● **CONSIGNE 1**
Imprimez sans la moindre modification le passage du texte sur l'architecture jaïne qui commence à « Colonnes de marbre » et se termine à « sud de l'Inde. ».

● **DOCUMENT SOURCE**
-=-=-=-=-

Un autre apport remarquable des jaïns, sur le plan architectural, est constitué par l'érection de nombreux piliers (stambha), de forme agréable et d'une grâce particulière, que l'on trouve accolés à beaucoup de leurs temples.

Colonnes de marbre

James Fergusson a dit, à propos de ces piliers, qu'il semble que c'est la cause des propensions iconoclastes des musulmans qu'on ne les trouve pas souvent là où ils s'élevaient autrefois, mais, que ce soit pour cette raison ou pour une autre, on les voit, le plus fréquemment, dans le sud de l'Inde.

Au sujet de ceux qui se trouvent dans le district du Kanara sud au Karnâtaka, le chercheur, Mr. Walhouse, fait remarquer que « l'ensemble du faîte et du baldaquin sont une merveille de lumière, une œuvre élégante de pierre très décorée que rien ne peut surpasser ». Il ajoute que « la grâce de ces beaux piliers, leurs proportions, leur adaptation parfaite à l'environnement, et leur riche décoration ne heurtent jamais »[4].

D'après une autre éminente autorité en matière d'architecture, le Dr. Vincent Smith, « dans tout l'art indien, il n'y a rien qui puisse égaler ces piliers, dans le district de Kanara, en matière de bon goût.[5] »

les tours

Les jaïns, spécialement ceux du nord de L'Inde, ont construit un grand nombre de belles tours qui sont dédiées à leurs Tîrthankara. Il y en a encore une qui orne Chittor, dans le Mewar, au Râjasthân. Elle est considérée comme l'un des monuments les mieux préservés du pays. C'est un spécimen, particulièrement élégant, de 23 mètres de hauteur environ. Elle est ornée de sculptures et de profilés de la base au sommet. Construite au XIIe siècle, elle est dédiée à Adinâtha, le premier Tîrthankara. Des représentations nues de lui sont répétées cent fois, sur le devant de cette tour.

-=-=-=-=-

● **CONSIGNE 2**
Dans les enregistrements, remplacez « vertex pairs » par « point pairs » sur les lignes qui commencent au début des enregistrements et finissent à la ligne contenant « 62], [139, 60]] », toutes deux comprises. Redonnez seulement ces lignes, sans aucune autre modification.

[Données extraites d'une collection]

-=-=-=-=-

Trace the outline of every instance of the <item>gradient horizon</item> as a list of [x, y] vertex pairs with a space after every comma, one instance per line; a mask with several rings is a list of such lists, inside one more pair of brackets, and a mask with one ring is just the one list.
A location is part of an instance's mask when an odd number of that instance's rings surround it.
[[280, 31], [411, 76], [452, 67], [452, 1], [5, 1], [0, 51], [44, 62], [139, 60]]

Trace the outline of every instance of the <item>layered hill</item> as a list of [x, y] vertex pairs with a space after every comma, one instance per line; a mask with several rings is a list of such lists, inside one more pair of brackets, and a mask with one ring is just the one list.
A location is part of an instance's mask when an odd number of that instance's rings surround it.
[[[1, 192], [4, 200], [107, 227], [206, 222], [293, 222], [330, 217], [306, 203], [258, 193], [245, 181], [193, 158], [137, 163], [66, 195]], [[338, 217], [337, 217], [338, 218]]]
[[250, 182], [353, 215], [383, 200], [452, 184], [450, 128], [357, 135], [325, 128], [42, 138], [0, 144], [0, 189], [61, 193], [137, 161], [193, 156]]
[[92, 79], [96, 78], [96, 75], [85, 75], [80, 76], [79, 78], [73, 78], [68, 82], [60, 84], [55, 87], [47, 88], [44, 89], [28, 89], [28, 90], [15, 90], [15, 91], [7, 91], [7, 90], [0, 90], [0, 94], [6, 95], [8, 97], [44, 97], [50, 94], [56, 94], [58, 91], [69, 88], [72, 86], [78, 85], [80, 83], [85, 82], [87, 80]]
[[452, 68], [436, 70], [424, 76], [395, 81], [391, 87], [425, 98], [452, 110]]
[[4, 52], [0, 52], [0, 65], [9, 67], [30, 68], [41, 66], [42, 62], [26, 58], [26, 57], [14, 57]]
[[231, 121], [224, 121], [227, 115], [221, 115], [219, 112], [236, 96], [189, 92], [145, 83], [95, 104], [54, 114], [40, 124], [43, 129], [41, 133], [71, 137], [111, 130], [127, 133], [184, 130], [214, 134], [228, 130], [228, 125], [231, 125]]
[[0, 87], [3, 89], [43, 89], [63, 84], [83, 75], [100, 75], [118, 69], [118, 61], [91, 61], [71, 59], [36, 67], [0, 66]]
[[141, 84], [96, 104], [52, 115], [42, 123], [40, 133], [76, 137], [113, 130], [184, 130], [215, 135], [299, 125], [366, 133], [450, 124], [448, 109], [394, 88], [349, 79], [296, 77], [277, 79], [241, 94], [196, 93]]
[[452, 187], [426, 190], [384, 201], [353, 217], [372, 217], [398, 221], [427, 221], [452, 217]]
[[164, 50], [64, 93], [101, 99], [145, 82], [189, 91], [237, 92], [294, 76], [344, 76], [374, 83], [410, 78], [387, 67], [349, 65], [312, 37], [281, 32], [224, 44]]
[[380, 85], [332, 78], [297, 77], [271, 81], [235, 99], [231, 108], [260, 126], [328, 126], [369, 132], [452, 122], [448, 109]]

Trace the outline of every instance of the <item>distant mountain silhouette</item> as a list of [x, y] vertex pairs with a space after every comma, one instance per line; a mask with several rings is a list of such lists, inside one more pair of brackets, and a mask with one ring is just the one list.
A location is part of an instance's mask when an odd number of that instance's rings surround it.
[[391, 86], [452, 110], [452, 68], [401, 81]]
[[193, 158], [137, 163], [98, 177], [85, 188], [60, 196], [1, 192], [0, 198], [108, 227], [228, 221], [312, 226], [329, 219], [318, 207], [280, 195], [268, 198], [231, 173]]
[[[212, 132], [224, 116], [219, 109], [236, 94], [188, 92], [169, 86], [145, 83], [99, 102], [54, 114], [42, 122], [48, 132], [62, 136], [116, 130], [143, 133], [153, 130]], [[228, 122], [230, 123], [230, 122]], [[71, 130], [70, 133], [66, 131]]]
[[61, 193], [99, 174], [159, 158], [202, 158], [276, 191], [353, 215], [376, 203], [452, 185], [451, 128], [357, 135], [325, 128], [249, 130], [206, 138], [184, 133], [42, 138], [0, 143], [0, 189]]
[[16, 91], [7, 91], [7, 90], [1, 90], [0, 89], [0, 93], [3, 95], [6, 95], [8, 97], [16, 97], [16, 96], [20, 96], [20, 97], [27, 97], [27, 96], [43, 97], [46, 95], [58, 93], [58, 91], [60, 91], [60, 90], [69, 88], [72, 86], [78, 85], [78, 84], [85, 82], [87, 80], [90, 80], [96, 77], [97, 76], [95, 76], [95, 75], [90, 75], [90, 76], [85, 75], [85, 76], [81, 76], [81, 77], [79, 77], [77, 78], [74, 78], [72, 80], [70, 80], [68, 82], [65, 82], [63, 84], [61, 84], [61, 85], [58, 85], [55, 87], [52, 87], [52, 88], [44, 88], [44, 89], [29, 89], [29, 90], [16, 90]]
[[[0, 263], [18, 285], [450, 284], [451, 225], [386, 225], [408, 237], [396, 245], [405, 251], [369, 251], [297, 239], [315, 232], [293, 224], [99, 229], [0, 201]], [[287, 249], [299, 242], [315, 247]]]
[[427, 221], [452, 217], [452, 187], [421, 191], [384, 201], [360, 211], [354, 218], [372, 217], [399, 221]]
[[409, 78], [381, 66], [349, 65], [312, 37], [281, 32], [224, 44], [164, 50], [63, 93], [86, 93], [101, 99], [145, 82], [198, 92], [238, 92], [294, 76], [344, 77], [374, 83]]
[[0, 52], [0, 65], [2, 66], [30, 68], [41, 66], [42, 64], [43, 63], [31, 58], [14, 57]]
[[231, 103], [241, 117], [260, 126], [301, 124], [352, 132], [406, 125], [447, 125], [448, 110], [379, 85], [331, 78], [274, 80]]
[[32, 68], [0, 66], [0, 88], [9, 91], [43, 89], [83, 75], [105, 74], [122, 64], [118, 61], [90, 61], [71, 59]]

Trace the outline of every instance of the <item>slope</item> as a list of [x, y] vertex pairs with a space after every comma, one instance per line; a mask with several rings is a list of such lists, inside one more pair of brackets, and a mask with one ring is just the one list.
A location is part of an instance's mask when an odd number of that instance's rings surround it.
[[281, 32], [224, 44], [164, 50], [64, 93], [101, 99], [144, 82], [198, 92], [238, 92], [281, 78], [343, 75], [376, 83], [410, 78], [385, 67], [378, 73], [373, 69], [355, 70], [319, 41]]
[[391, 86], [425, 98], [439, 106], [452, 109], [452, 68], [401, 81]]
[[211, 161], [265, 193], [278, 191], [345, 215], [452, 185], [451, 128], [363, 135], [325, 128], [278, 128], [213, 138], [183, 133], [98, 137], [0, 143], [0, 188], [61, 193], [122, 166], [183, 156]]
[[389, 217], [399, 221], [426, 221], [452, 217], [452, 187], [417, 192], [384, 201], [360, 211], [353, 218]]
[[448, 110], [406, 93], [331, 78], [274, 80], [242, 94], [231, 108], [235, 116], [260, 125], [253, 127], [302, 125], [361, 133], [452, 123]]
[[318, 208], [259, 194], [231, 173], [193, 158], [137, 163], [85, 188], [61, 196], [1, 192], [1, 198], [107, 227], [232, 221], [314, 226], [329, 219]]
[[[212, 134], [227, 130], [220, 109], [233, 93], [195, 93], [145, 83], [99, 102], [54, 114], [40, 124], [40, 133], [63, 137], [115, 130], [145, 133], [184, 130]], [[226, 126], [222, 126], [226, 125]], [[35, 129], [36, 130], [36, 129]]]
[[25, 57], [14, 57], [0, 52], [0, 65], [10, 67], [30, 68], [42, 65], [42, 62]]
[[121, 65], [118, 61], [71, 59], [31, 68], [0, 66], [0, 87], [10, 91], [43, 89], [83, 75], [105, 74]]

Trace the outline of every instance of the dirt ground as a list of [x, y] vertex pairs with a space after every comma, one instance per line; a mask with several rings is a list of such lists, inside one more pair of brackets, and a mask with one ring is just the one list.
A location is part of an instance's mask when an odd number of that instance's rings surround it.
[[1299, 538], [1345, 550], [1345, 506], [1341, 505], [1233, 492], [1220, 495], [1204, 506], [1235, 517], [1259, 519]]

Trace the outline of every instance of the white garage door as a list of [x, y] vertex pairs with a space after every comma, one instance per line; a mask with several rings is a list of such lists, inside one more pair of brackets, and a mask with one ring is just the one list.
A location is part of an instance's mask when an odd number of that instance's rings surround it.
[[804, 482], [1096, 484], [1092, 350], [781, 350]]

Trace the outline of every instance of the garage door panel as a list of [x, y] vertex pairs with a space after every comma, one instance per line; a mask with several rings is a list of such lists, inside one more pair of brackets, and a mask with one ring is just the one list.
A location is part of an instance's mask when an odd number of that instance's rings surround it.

-=-=-=-=-

● **RÉSULTAT DE L'EXERCICE 1**
Colonnes de marbre

James Fergusson a dit, à propos de ces piliers, qu'il semble que c'est la cause des propensions iconoclastes des musulmans qu'on ne les trouve pas souvent là où ils s'élevaient autrefois, mais, que ce soit pour cette raison ou pour une autre, on les voit, le plus fréquemment, dans le sud de l'Inde.

● **RÉSULTAT DE L'EXERCICE 2**
Trace the outline of every instance of the <item>gradient horizon</item> as a list of [x, y] point pairs with a space after every comma, one instance per line; a mask with several rings is a list of such lists, inside one more pair of brackets, and a mask with one ring is just the one list.
A location is part of an instance's mask when an odd number of that instance's rings surround it.
[[280, 31], [411, 76], [452, 67], [452, 1], [5, 1], [0, 51], [44, 62], [139, 60]]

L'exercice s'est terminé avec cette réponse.